▶ Directions for this task
Transcribe each line exactly.

▶ Dataset entries
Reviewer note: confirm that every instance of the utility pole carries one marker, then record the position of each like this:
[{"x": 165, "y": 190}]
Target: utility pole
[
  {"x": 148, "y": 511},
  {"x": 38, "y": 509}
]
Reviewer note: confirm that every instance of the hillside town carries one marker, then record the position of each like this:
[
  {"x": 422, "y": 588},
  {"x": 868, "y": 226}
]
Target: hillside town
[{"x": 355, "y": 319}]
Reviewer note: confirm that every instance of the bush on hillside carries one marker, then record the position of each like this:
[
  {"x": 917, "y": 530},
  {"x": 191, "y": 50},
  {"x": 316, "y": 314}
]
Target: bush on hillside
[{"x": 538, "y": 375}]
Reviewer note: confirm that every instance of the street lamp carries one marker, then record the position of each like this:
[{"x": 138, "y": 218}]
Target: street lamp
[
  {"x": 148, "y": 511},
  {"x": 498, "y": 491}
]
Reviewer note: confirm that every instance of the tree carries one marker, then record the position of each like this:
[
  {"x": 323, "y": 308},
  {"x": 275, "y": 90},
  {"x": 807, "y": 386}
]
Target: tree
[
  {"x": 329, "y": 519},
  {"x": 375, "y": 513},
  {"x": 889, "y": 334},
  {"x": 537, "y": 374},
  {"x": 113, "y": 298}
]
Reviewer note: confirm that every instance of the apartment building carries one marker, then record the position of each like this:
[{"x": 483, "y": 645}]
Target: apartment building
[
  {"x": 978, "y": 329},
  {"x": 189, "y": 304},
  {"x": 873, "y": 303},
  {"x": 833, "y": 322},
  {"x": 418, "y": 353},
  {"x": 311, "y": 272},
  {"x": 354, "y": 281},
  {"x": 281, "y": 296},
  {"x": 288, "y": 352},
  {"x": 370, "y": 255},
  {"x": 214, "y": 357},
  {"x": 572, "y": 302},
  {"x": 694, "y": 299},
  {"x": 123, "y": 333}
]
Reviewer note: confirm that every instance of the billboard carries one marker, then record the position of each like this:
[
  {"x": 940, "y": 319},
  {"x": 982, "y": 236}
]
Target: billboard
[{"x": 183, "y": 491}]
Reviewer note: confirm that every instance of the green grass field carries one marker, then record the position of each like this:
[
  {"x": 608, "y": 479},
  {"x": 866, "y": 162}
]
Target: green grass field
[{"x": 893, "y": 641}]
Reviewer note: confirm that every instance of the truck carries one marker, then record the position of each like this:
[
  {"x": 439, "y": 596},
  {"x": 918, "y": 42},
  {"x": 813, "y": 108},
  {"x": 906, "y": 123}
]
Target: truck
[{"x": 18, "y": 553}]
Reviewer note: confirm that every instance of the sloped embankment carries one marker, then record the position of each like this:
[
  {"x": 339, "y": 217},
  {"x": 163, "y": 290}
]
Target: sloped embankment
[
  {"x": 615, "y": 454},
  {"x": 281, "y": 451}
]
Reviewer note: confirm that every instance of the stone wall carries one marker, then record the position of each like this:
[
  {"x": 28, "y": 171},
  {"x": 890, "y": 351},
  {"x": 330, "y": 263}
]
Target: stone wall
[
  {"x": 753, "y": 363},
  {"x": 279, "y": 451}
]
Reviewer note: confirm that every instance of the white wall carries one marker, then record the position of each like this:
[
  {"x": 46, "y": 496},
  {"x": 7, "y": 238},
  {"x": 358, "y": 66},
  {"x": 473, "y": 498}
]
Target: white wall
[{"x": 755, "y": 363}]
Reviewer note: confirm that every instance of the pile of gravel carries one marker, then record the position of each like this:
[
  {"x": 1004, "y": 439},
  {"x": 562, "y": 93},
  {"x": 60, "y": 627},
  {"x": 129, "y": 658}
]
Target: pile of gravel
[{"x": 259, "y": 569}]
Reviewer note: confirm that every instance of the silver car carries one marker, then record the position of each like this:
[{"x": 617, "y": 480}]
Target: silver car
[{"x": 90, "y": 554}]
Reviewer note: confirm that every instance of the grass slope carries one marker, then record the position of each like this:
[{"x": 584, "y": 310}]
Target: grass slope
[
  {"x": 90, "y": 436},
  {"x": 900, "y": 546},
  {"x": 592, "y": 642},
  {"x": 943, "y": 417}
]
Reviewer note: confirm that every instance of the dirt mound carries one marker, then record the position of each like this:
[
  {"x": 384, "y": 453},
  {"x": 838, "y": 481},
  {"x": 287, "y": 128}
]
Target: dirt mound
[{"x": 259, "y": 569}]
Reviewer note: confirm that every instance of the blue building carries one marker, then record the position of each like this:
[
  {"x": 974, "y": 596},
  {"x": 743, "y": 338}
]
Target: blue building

▶ Full solution
Reviewer note: confirm that every instance of the utility pole carries one marker, then record the position of each like this:
[{"x": 165, "y": 190}]
Target: utility pole
[
  {"x": 148, "y": 511},
  {"x": 38, "y": 509}
]
Reviewer note: confirm that every instance of the hillside town carries one marker, then record the position of each like this:
[
  {"x": 422, "y": 588},
  {"x": 868, "y": 226}
]
Target: hillside town
[{"x": 355, "y": 319}]
Reviewer note: confirm that every instance of the bush on hillside carries one marker, then record the position of each like this:
[
  {"x": 917, "y": 530},
  {"x": 191, "y": 50},
  {"x": 316, "y": 314}
]
Target: bush on hillside
[{"x": 538, "y": 375}]
Reviewer note: confirm that every instance of the street lamp carries one marker, then record the position of each like this:
[{"x": 138, "y": 218}]
Target: street lamp
[
  {"x": 148, "y": 511},
  {"x": 498, "y": 491}
]
Reviewer note: confirm that every instance of the tree carries one marker, then record the position of each like this:
[
  {"x": 323, "y": 308},
  {"x": 275, "y": 90},
  {"x": 807, "y": 386}
]
Target: tree
[
  {"x": 329, "y": 519},
  {"x": 375, "y": 513},
  {"x": 889, "y": 334},
  {"x": 537, "y": 374},
  {"x": 113, "y": 298}
]
Reviewer note: confirm that every instance of the apartment building carries one marker, then record the position of each like this:
[{"x": 483, "y": 645}]
Target: apartment building
[
  {"x": 978, "y": 329},
  {"x": 189, "y": 304},
  {"x": 873, "y": 303},
  {"x": 833, "y": 322},
  {"x": 418, "y": 353},
  {"x": 311, "y": 272},
  {"x": 354, "y": 281},
  {"x": 281, "y": 296},
  {"x": 288, "y": 352},
  {"x": 370, "y": 255},
  {"x": 214, "y": 357},
  {"x": 572, "y": 302},
  {"x": 694, "y": 299},
  {"x": 123, "y": 333}
]
Reviewer note: confirm that every instance of the billboard carries one marker, then record the position of each like this:
[
  {"x": 940, "y": 319},
  {"x": 982, "y": 236}
]
Target: billboard
[{"x": 183, "y": 491}]
Reviewer note: confirm that every instance of the green grass field carries one marker, then record the position of each like this:
[
  {"x": 608, "y": 479},
  {"x": 866, "y": 162}
]
Target: green grass field
[{"x": 893, "y": 641}]
Reviewer note: confirm that every instance of the truck carries one marker, then record the position of each like this:
[
  {"x": 439, "y": 596},
  {"x": 918, "y": 42},
  {"x": 813, "y": 108},
  {"x": 906, "y": 123}
]
Target: truck
[{"x": 18, "y": 553}]
Reviewer note: confirm that every instance of the sloped embankment carries one marker, then record the position of each like this:
[
  {"x": 339, "y": 217},
  {"x": 163, "y": 290}
]
Target: sloped embankment
[
  {"x": 615, "y": 454},
  {"x": 281, "y": 451}
]
Reviewer note: confirm that every instance of the stone wall carries one marker, then record the position of each like this:
[
  {"x": 28, "y": 171},
  {"x": 890, "y": 351},
  {"x": 330, "y": 263}
]
Target: stone wall
[
  {"x": 753, "y": 363},
  {"x": 279, "y": 451}
]
Reviewer note: confirm that every instance of the white wall carries one marker, then record the position of each like this:
[
  {"x": 46, "y": 496},
  {"x": 7, "y": 238},
  {"x": 358, "y": 66},
  {"x": 473, "y": 498}
]
Target: white wall
[{"x": 755, "y": 363}]
Reviewer note: confirm that every instance of the pile of gravel carries one marker, then record the position of each like this:
[
  {"x": 1004, "y": 439},
  {"x": 562, "y": 93},
  {"x": 60, "y": 627},
  {"x": 129, "y": 658}
]
Target: pile of gravel
[{"x": 259, "y": 569}]
Reviewer note: confirm that every instance of the silver car carries one marker, then record the position of each like this:
[{"x": 617, "y": 480}]
Target: silver car
[{"x": 90, "y": 554}]
Reviewer note: confirm that every instance of the grass slope carries one marker, then record the position of each like this:
[{"x": 584, "y": 310}]
Target: grass slope
[
  {"x": 90, "y": 436},
  {"x": 900, "y": 546},
  {"x": 592, "y": 642},
  {"x": 943, "y": 417}
]
Reviewer note: confirm that every instance of the dirt mound carries one marker, then record the position of each like this:
[
  {"x": 384, "y": 453},
  {"x": 838, "y": 481},
  {"x": 287, "y": 128}
]
Target: dirt mound
[{"x": 259, "y": 569}]
Reviewer note: confirm that every instance of the blue building carries one marker, then record the position of each like this:
[
  {"x": 974, "y": 596},
  {"x": 743, "y": 338}
]
Target: blue building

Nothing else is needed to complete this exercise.